** Opening Excerpt to read block **

Mohawk Valse in ice dancing

In the decades after the Mohawk's introduction, Canadian skater George Meagher coined the term 'Wabuck' for a step he termed "a first or second cousin to the Mohawk." Forty five years after its adoption by The Skating Club, the Mohawk even had its own Waltz, performed on an eight figure and known in Europe as the 'Amerikaner Valse'. Irving Brokaw described it in the 1915 edition of his book "The Art Of Skating" thusly: "Here one partner skates a forward Mohawk, while the other executes a backward one, the partners facing each other, or side by side. The movement takes the pair around the rink in a circle, or by change of edge, it is possible to skate it in eight form. This figure is especially adapted to exhibitions, since a very showy jump can be introduced."

Ponca chiefs Ash-nom-e-kah-ga-he (Lone Chief), Ta-tonka-nuzhe (Standing Buffalo), Wa-ga-sa-pi (Iron Whip), Waste-co-mani (Fast Walker)
Ponca chiefs Ash-nom-e-kah-ga-he (Lone Chief), Ta-tonka-nuzhe (Standing Buffalo), Wa-ga-sa-pi (Iron Whip), Waste-co-mani (Fast Walker). Photo courtesy American Antiquarian Society.

But why the name Mohawk? As early as the 1850's, Britons had a fascination with the stories of 'Cowboys and Indians' in America's Wild West. In 1858 - nearly thirty years before Buffalo Bill arrived in London with his touring Wild West Show and one hundred native Americans in tow - "The Times" in London ran a story about "The American Indian" which discussed the Mohawk, Choctaw and Seminol people. Dime novels abounded with tales of 'American savages' and interestingly, Gilbert Malcolm Sproat's popular book "Scenes And Studies Of Savage Life" came out in 1868... just a year or two before Moe and Goodrich allegedly introduced the step to Londoners on rollers.

In the early 1970's, the USFSA Dance Committee researched the topic and suggested, "With the opening of the American West in the early 1800's, the English were enthralled by accounts of American Indians. A few captured Indians were even shipped across the Atlantic and put on display for the curious Englishmen. This interest in American savages caught on among English skaters, and they adopted the Indian tribal names 'Mohawk' and 'Choctaw', to describe their turns. Although the choice of 'Mohawk' and 'Choctaw' was apparently arbitrary... the reason lies in the fact that the American Indian was the 'in' topic of conversation among nineteenth century skaters."

In her book "Figure Skating History: The Evolution Of Dance On Ice", Lynn Copley-Graves asserted, "In the 1800's the British were fascinated by stories of American Indians. A few American Indians had been brought to England to entertain the British with war dances. Some skaters who saw them thought the spread-eagle pose done in Indian ceremonies resembled the turned-out position of a turn they did on the ice. The tracing made by that turn resembled an Indian bow, so they named the turn the 'mohawk' after the visiting tribe from New York State. This analogy fits the inside-to-inside mohawk." In his 1931 book "The Elements Of Skating", Dr. Ernest Jones also claimed the step was derived "from a cut-like step used by Mohawk Indians in their war dances." Muriel Kay Fulton, the author of "The Key Of Rhythmic Ice Dancing" and "Origins Of Ice Dance Music", was of the firm belief that the steps in the Schöller March (Tenstep), introduced in the late 1880's, resembled war dances that indigenous peoples introduced to European Courts during the Victorian era.

** Closing Excerpt to read block **
** Opening Information supplied block **

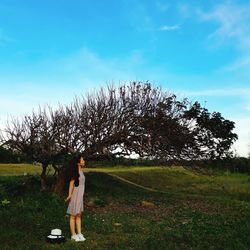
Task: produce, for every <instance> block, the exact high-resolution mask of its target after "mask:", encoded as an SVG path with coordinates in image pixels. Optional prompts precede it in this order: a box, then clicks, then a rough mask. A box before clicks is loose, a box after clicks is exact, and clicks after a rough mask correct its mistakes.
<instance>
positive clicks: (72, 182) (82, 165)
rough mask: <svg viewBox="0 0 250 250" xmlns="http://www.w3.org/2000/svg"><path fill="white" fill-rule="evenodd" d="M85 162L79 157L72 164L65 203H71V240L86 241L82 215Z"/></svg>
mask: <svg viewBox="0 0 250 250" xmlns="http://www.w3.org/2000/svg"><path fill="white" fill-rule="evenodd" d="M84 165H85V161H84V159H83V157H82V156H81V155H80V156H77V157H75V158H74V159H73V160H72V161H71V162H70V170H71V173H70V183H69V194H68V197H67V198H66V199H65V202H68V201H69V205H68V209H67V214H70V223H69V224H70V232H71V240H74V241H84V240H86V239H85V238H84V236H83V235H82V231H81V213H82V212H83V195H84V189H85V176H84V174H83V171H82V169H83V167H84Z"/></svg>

** Closing Information supplied block **
** Opening Information supplied block **

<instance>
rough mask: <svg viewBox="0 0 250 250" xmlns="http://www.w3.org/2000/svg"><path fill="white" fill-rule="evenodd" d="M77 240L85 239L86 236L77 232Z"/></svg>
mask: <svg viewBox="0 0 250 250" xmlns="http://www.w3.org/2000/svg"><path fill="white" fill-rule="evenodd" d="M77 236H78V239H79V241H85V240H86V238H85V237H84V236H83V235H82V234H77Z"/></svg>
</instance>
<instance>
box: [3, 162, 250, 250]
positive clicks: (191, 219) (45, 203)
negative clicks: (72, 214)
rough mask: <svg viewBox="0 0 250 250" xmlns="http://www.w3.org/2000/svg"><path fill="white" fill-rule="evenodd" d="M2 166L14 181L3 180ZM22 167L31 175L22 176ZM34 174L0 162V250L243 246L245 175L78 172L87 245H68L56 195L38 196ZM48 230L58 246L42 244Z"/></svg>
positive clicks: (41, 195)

** Closing Information supplied block **
** Opening Information supplied block **

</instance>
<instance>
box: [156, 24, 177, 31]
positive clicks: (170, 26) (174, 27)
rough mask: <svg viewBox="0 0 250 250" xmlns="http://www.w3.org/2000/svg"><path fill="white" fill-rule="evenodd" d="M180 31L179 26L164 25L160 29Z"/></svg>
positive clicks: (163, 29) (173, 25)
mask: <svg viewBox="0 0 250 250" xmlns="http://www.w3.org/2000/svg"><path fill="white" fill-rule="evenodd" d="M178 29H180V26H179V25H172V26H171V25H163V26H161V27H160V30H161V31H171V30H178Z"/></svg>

** Closing Information supplied block **

* [Work instruction 1]:
Reproduce the part of the Mohawk excerpt that starts with "But why the" and goes on through "Londoners on rollers.".
* [Work instruction 2]:
List the titles of all the books named in the Mohawk excerpt.

* [Answer space 1]:
But why the name Mohawk? As early as the 1850's, Britons had a fascination with the stories of 'Cowboys and Indians' in America's Wild West. In 1858 - nearly thirty years before Buffalo Bill arrived in London with his touring Wild West Show and one hundred native Americans in tow - "The Times" in London ran a story about "The American Indian" which discussed the Mohawk, Choctaw and Seminol people. Dime novels abounded with tales of 'American savages' and interestingly, Gilbert Malcolm Sproat's popular book "Scenes And Studies Of Savage Life" came out in 1868... just a year or two before Moe and Goodrich allegedly introduced the step to Londoners on rollers.

* [Answer space 2]:
The Art Of Skating
Scenes And Studies Of Savage Life
Figure Skating History: The Evolution Of Dance On Ice
The Elements Of Skating
The Key Of Rhythmic Ice Dancing
Origins Of Ice Dance Music